Extract each line below that contains the word "stone". Matching is case-sensitive.

_Data for the task_
════════════════════

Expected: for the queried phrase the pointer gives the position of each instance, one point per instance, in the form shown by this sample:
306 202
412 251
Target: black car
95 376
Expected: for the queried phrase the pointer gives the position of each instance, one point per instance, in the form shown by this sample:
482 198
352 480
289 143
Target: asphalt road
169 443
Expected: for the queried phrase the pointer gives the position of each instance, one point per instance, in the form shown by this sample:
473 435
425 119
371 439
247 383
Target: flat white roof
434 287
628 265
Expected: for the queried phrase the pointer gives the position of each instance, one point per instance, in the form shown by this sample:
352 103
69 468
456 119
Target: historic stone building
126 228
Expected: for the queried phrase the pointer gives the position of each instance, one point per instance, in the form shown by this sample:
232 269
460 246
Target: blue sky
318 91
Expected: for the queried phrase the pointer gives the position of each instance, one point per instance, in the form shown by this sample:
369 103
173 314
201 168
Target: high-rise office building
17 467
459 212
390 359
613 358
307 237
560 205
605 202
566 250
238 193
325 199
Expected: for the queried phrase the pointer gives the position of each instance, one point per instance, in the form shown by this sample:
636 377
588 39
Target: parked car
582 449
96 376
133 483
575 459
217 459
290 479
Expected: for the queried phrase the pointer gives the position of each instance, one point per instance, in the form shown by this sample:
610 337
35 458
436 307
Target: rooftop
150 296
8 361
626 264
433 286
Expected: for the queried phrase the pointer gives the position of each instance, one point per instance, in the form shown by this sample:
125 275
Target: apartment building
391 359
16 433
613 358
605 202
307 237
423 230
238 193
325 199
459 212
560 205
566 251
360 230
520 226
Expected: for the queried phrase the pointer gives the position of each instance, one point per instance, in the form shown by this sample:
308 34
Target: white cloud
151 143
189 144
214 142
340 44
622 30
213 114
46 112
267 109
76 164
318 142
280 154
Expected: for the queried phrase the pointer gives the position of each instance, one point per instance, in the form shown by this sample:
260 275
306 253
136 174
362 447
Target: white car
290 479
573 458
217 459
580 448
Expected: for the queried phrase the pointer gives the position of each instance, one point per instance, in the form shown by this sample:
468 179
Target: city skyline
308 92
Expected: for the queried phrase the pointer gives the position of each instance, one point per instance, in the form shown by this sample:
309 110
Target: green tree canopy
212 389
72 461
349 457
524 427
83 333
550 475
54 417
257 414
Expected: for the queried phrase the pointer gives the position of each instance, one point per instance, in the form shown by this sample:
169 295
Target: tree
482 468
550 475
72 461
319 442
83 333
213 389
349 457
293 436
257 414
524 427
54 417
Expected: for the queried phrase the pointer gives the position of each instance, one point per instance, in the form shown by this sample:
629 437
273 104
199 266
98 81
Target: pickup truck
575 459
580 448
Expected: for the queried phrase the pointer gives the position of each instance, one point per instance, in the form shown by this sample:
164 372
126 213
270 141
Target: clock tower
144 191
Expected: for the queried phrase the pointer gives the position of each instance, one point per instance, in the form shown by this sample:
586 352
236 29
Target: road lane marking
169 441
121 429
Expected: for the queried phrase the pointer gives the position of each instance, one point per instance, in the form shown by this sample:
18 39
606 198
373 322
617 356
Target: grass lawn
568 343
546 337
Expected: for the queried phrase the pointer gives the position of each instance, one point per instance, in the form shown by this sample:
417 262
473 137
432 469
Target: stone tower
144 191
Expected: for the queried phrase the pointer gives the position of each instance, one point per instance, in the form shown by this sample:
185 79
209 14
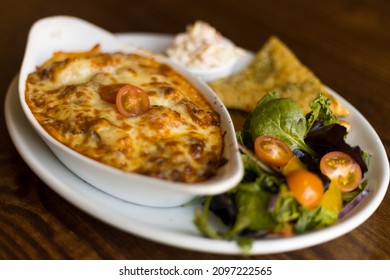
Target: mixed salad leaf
275 200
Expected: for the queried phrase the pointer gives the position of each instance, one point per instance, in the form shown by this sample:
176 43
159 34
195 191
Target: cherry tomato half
272 151
132 101
341 168
109 92
306 187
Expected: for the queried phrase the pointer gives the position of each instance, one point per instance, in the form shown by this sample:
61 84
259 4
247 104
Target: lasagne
178 138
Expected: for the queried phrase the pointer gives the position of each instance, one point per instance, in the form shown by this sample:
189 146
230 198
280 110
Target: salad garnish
300 174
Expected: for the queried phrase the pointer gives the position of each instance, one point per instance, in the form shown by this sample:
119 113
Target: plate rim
180 240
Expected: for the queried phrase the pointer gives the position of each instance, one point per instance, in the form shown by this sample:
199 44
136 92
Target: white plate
174 226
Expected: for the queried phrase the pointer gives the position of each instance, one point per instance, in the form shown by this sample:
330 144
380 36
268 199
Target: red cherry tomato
109 92
306 187
132 101
341 168
272 151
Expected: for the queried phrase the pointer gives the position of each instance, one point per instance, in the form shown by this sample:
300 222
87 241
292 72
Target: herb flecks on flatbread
274 69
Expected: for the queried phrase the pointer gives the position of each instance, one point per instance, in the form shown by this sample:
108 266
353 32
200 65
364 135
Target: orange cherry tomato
306 187
341 168
132 101
272 151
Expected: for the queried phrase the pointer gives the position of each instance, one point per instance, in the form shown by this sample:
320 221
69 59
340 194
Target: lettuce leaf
281 118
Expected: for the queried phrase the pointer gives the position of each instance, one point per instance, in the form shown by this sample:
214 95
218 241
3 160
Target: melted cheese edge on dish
178 139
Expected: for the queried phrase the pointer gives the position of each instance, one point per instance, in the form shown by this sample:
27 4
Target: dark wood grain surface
345 42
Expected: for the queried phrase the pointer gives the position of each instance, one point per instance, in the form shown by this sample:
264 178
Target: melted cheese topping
178 139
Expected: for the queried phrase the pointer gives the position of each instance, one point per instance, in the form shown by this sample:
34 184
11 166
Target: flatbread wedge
274 68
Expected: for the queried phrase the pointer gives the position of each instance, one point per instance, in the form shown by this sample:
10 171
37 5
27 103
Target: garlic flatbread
274 69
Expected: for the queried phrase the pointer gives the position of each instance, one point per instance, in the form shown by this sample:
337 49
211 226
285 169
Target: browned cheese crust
178 139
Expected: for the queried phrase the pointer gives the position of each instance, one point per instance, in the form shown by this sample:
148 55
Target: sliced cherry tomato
109 92
272 151
132 101
306 187
341 168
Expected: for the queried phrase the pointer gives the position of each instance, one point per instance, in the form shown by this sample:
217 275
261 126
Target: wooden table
346 43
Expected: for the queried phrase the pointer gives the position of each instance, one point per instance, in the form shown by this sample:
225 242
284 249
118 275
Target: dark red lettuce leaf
324 139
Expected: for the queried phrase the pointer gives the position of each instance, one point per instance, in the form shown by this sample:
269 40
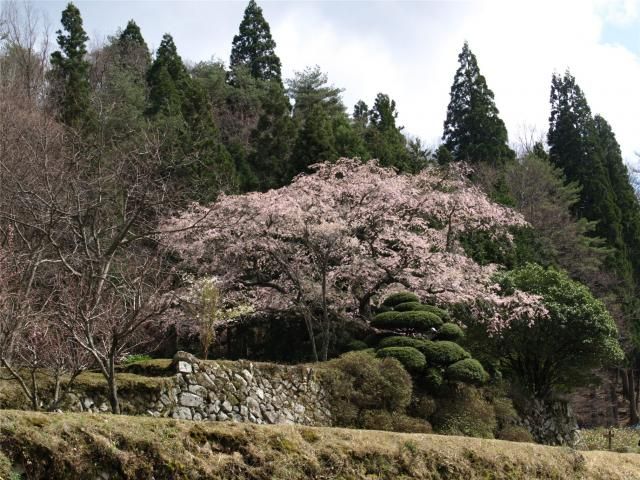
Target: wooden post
609 436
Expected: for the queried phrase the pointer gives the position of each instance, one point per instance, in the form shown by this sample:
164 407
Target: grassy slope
66 446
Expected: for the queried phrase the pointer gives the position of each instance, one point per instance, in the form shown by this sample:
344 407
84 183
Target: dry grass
61 446
624 440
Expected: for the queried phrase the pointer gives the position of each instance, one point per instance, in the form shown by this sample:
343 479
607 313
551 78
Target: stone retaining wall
239 391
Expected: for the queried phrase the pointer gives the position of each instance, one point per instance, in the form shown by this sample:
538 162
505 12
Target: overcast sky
409 50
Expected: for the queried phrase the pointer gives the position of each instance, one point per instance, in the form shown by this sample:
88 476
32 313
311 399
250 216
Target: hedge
421 307
450 331
443 352
411 358
468 370
401 342
400 297
419 321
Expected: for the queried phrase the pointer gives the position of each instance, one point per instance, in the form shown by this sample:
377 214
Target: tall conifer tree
70 71
254 46
473 131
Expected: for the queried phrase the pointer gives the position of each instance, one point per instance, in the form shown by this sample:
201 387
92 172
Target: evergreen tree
383 138
179 106
272 141
574 147
315 142
473 131
310 87
254 47
70 71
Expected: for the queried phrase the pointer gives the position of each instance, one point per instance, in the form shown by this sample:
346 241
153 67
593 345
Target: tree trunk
633 407
113 388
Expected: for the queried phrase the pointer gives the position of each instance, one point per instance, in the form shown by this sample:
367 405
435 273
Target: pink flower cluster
344 236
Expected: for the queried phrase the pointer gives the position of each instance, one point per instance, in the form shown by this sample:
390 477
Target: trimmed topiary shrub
400 297
443 352
419 321
433 378
411 358
401 342
355 345
419 307
468 370
450 331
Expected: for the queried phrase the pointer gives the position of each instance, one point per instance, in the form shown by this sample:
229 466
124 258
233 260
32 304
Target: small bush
515 433
411 358
450 331
465 412
355 345
419 321
444 352
401 342
423 406
359 381
468 370
400 297
394 422
433 378
129 359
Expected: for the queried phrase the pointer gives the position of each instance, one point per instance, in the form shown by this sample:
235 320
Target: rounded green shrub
433 378
355 345
420 307
443 352
400 297
468 370
401 342
410 357
419 321
450 331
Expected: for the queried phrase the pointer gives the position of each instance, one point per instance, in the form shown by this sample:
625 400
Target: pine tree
383 138
315 142
473 131
179 106
254 47
310 87
574 147
70 71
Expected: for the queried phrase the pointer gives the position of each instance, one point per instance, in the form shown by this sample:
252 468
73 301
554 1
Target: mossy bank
66 446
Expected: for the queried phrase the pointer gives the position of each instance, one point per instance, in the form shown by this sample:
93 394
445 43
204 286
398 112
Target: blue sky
409 50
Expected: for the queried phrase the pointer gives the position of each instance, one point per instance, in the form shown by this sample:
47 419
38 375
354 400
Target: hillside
63 446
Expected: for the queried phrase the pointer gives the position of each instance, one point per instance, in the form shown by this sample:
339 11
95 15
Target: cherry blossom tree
333 241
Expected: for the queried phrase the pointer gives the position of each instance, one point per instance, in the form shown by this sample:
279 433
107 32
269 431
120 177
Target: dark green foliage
433 378
355 345
254 47
450 331
419 321
468 370
315 141
557 350
473 131
70 72
393 422
400 297
310 88
400 342
410 358
443 352
419 307
358 382
195 156
384 140
466 412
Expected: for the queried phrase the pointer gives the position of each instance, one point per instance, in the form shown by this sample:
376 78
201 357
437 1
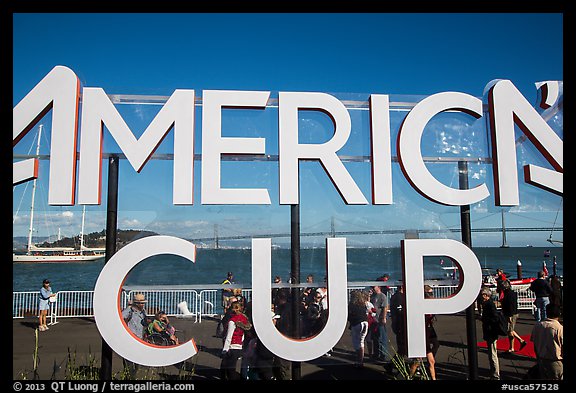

════════════════════

_Completed exercise_
Target: historic stone building
Target: stone tower
Target: stone retaining wall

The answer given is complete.